Assigned task: Below are the records; copy out every line that holds the word "formatted".

(Saved entries)
*** Begin section ***

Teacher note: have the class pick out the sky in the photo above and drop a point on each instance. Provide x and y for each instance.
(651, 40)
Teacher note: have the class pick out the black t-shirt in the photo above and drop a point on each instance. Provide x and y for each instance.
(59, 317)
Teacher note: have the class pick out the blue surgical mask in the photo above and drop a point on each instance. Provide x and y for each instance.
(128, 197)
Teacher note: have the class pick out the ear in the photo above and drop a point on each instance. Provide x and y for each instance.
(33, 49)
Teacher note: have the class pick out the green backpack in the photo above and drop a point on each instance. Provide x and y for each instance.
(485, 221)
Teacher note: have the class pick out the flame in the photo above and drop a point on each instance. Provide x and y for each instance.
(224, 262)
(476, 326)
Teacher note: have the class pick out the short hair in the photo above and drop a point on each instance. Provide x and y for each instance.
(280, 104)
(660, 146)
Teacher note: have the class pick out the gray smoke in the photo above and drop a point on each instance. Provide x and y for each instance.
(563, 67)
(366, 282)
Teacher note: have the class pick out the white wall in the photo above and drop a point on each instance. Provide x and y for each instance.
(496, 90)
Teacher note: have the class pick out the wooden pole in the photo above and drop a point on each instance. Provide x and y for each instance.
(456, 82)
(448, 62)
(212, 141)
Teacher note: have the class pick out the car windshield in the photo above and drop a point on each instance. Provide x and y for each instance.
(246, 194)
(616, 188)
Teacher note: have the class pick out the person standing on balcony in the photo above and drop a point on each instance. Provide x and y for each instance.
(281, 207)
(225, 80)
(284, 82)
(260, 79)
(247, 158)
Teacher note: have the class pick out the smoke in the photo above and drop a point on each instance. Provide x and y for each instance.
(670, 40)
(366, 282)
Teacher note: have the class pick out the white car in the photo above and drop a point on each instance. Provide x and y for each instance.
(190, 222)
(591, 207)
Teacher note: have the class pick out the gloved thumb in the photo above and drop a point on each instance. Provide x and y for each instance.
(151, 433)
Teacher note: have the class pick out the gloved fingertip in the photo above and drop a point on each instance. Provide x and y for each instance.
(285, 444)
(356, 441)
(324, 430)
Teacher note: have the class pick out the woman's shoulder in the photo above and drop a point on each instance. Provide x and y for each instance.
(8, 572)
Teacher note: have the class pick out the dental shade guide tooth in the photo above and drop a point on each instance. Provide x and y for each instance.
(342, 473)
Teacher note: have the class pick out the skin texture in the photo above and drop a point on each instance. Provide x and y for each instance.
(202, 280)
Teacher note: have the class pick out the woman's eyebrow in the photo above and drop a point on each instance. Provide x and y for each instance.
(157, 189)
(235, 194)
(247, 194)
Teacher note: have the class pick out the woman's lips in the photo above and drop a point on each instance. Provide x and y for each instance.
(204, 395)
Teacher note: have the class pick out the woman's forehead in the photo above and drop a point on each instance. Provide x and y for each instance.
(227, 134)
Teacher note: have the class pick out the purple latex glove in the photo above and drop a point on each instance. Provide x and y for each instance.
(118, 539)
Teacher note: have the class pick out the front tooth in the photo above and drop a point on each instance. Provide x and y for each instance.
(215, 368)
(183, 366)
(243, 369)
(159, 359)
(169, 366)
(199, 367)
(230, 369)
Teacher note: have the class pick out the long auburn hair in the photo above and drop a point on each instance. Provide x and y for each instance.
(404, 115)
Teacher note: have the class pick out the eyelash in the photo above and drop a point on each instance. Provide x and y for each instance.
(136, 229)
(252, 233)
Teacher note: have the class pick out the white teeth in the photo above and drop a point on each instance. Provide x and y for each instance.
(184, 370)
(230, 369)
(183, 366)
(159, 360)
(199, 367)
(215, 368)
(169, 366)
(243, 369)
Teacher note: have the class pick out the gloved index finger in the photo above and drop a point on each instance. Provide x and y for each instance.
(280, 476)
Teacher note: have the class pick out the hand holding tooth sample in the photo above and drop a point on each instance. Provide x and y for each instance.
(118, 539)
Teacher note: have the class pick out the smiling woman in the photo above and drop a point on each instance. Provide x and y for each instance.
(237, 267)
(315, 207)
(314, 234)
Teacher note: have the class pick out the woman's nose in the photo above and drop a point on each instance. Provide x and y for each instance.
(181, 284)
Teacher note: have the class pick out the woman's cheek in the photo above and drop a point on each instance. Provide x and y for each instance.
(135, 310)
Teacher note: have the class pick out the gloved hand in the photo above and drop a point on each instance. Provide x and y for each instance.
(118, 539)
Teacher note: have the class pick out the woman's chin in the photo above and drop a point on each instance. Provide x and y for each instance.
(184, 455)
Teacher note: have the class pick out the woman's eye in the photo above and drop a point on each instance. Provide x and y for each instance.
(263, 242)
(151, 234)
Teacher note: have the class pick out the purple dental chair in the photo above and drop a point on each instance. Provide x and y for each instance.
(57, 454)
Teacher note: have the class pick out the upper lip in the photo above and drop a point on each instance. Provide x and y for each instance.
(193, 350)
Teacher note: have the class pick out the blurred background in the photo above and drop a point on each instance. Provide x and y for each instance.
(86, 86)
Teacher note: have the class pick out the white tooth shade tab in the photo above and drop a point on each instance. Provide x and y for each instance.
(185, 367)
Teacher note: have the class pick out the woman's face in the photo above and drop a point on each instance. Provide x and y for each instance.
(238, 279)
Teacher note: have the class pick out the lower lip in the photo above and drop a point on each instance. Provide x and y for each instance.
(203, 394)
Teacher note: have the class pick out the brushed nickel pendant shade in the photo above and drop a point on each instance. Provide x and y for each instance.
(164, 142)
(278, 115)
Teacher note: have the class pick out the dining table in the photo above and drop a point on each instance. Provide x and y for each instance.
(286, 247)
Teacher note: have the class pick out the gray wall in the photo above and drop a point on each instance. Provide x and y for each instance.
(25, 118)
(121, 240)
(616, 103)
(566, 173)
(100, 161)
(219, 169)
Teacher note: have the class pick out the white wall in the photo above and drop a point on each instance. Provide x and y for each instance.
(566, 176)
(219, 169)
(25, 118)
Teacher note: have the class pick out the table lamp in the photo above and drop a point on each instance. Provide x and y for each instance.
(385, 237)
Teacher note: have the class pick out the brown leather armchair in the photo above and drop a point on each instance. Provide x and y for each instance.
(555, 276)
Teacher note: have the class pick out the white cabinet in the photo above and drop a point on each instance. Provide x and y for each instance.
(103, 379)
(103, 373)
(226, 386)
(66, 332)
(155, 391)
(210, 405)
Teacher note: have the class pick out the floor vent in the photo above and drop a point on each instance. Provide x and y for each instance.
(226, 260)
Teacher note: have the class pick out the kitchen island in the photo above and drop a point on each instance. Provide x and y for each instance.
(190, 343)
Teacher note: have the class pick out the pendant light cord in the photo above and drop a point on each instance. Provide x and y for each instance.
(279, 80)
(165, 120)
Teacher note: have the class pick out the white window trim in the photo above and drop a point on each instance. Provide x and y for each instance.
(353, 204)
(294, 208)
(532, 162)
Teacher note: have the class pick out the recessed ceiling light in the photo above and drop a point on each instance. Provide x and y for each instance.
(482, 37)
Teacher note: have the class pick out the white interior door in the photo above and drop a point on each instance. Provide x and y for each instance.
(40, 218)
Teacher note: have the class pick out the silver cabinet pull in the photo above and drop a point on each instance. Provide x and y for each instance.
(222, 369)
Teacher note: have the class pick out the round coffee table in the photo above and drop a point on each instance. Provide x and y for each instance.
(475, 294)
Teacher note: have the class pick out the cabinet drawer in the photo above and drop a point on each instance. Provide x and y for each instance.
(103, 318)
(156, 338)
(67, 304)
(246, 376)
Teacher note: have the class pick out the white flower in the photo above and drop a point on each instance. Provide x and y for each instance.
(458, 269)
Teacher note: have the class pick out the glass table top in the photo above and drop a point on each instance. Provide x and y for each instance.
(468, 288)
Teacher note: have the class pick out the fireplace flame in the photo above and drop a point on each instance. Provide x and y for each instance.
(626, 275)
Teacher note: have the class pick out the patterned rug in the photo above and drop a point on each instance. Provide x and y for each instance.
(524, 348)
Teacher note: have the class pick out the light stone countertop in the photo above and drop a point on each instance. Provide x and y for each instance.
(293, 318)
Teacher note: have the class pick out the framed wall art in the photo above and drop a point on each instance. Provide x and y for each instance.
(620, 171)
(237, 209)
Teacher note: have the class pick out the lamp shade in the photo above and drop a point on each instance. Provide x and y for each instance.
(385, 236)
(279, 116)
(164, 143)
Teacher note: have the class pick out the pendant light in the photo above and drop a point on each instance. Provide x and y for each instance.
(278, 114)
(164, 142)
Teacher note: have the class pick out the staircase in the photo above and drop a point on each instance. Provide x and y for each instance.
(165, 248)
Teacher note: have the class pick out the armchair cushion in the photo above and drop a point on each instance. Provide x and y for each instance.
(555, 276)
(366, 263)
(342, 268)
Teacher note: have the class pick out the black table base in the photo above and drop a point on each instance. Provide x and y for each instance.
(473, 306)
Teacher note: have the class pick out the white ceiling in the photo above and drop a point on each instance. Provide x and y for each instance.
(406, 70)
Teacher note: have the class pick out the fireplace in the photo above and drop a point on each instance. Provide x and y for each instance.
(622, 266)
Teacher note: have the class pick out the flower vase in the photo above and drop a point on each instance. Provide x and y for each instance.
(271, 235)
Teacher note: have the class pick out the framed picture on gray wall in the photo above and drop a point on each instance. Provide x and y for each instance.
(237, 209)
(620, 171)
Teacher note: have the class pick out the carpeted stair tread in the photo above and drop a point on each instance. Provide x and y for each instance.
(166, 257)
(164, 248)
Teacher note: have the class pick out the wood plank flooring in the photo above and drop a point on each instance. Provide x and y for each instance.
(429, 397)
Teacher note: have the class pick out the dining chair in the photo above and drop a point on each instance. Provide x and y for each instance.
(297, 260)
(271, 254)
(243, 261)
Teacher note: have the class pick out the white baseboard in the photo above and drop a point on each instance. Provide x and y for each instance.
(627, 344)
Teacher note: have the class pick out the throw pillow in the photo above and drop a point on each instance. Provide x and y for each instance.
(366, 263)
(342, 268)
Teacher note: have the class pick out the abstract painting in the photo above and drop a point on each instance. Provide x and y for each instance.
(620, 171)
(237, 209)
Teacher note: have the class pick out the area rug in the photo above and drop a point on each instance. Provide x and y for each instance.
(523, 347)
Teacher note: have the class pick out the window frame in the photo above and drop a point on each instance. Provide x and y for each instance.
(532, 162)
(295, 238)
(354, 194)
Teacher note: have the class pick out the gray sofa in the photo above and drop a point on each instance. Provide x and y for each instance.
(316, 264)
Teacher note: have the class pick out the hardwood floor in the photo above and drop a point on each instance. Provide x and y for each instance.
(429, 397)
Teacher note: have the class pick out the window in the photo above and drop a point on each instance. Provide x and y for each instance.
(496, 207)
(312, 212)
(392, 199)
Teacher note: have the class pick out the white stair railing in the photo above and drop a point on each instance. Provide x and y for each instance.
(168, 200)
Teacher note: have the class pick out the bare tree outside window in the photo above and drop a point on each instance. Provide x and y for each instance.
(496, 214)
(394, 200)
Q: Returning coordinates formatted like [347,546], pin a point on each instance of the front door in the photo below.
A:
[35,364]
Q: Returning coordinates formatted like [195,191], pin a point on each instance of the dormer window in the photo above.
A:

*** End section ***

Answer to the exercise:
Q: Returning coordinates formatted like [347,546], pin a point on each instance of the front door in the photo below.
Q: Returning coordinates formatted like [195,191], pin a point on each instance of the dormer window in the photo above.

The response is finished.